◆ Supplied text
============================================================

A proposed 2018 budget for the Pine Bluff Fire and Emergency Services Department that did not include paying firefighters an additional $100 per-month for being emergency medical technicians had Fire Chief Shauwn Howell seeing red Wednesday, and he didn’t hesitate to tell the City Council’s Public Safety Committee what he thought.
Howell said he had submitted the requested increases as part of his budget proposal, but they were deleted in Mayor Shirley Washington’s proposed budget for next year. That budget would give all city employees a 3 percent salary increase — their first raises since 2012. Finance Director Steve Miller said that the across-the-board increase is going to cost the city $530,000.
At a previous meeting of the committee, Howell said his department is losing trained firefighters to other agencies that pay more, and he felt that rewarding them with the extra pay for being a certified EMT would be a way to stem the exodus. He said that for several years, firefighters have been promised more money, but those promises were not kept.
“It’s disheartening,” Howell said. “We are woefully low compared to other departments across the state. We’re training firefighters for other departments.”
Currently, the starting salary for a new firefighter in Pine Bluff is $29,183, Howell said after the meeting, adding that “I got a little heated today, but I am a team player. I am very passionate about this issue.”
All new fire department employees are required to obtain EMT certification during their first year on the job, and any firefighter who is seeking promotion must also be certified. Howell said that about 90 current members of the department have that certification. Many cities around the state offer extra pay for firefighters who have EMT certification.
For example, Jacksonville pays a beginning firefighter with no experience $34,843 annually, but a beginning firefighter with EMT certification earns $37,087. Howell said EMT’s are a “standalone profession” and Pine Bluff is getting a “two for one” by not providing additional compensation for firefighters who are also EMT’s.
The committee, made up of Alderwoman Thelma Walker, Alderman Bill Brumett and Alderman Lloyd Holcomb Jr., was joined by Alderman Win Trafford for the meeting, with Trafford saying that it was important to retain trained people.
Trafford asked Howell about the cost of training a firefighter.
“It’s about $25,000 per person,” Howell said at the meeting. “Retention is crucial, and now I’ve got to go back as the leader of this department and say the city doesn’t care about us.”
He said current salaries are 15 to 20 percent below salaries in other departments around the state.
Washington, who is completing her first year in office, said neither she nor Trafford, who is also relatively new to office, had made promises to firefighters or other city employees before. She also defended her decision to offer a 3 percent across-the-board increase to all employees.
“We have to look at some things and find a way to stop the bleeding,” she said. “We haven’t been able to plug all the holes yet, but we’re trying to build the morale of employees this first year.”
Washington also said she will be very aggressive in 2018.
“There will be changes that will help the police and fire departments,” she said.
Miller said it would cost the city about $130,000 to fund what Howell was requesting, and the committee moved to accept the fire and emergency services budget with that money added.
“It will be up to the Ways and Means Committee now to find the money if we can,” Brumett said.
The department’s 2018 budget, without funds to pay for the EMT certification, was set at almost $6.6 million. The committee also approved a $717,000 budget for 2018 for 911 communications (Metropolitan Emergency Communication Association), which is above what was adopted in 2017. Office of Emergency Management Coordinator Karen Blevins said the increase is necessary because revenue from land line and cellular telephones is declining.

============================================================

◆ Extracted data
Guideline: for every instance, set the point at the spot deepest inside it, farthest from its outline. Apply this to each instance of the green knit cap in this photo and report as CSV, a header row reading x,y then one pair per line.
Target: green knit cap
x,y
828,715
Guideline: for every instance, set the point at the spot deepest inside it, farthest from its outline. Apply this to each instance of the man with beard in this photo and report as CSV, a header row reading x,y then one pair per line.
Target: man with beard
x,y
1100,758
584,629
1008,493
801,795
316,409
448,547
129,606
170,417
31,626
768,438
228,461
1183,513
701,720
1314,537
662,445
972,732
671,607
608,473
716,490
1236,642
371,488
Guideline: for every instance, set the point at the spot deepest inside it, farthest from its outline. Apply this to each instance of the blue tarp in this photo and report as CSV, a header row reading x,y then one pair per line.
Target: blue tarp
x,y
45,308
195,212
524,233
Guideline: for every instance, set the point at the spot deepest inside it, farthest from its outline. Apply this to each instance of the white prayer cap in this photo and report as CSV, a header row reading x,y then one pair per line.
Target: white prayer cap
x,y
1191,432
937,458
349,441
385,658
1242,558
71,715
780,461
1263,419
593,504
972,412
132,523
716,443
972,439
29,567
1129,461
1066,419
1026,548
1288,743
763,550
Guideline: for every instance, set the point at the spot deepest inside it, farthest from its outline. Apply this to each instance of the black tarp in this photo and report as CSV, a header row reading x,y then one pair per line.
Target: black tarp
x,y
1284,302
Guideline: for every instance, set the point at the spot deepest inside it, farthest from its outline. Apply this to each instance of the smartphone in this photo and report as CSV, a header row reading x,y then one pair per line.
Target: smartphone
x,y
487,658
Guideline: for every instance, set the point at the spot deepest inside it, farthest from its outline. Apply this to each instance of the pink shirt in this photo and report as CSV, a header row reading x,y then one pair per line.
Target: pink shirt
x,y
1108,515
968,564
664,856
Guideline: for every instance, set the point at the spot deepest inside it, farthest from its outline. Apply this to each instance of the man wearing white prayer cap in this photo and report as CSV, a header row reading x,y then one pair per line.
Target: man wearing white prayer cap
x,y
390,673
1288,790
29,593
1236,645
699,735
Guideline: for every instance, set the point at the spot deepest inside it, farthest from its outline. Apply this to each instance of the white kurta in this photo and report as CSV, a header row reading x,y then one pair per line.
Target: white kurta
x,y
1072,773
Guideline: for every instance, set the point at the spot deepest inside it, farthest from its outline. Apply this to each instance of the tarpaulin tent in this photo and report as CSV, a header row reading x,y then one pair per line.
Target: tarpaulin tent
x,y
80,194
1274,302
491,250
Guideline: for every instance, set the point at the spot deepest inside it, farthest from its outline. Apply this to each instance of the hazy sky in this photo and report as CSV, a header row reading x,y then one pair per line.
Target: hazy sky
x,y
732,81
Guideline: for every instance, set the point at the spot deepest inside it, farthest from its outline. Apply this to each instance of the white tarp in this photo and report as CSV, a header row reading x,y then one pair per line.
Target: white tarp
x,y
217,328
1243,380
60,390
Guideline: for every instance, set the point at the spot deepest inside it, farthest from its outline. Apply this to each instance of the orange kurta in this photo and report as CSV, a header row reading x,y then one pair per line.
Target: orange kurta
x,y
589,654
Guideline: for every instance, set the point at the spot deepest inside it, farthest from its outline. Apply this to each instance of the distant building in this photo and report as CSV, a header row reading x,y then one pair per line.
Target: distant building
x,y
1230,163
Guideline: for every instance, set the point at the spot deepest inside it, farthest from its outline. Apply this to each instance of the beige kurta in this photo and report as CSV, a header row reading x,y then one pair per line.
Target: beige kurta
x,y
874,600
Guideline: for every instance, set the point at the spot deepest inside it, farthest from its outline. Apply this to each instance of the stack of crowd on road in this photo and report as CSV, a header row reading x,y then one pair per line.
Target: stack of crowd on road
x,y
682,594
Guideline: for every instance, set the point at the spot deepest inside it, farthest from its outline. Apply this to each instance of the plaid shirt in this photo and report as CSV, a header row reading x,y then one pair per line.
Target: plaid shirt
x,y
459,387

============================================================

◆ Problems to work on
a – Answer these questions from the fire budget article:
(i) What is the starting salary for a new firefighter in Pine Bluff?
(ii) What did Howell say it costs to train a firefighter?
(iii) How much did Miller say the across-the-board increase will cost the city?
b – Decide whether each statement agrees with the fire budget article, and quote the words that settle it:
(i) The mayor's proposed budget would give city employees their first raises since 2012.
(ii) Howell said about 120 current department members hold EMT certification.
(iii) The approved 2018 budget for 911 communications is below what was adopted in 2017.
c – Repeat the part of the fire budget article starting with "Howell said he" and going on through "were not kept.".
Rely only on the fire budget article, not the lines.

◆ List of solutions
a –
(i) $29,183
(ii) About $25,000 per person
(iii) $530,000

b –
(i) Yes: "their first raises since 2012"
(ii) No: "about 90 current members of the department have that certification"
(iii) No: "which is above what was adopted in 2017"

c –
Howell said he had submitted the requested increases as part of his budget proposal, but they were deleted in Mayor Shirley Washington’s proposed budget for next year. That budget would give all city employees a 3 percent salary increase — their first raises since 2012. Finance Director Steve Miller said that the across-the-board increase is going to cost the city $530,000.
At a previous meeting of the committee, Howell said his department is losing trained firefighters to other agencies that pay more, and he felt that rewarding them with the extra pay for being a certified EMT would be a way to stem the exodus. He said that for several years, firefighters have been promised more money, but those promises were not kept.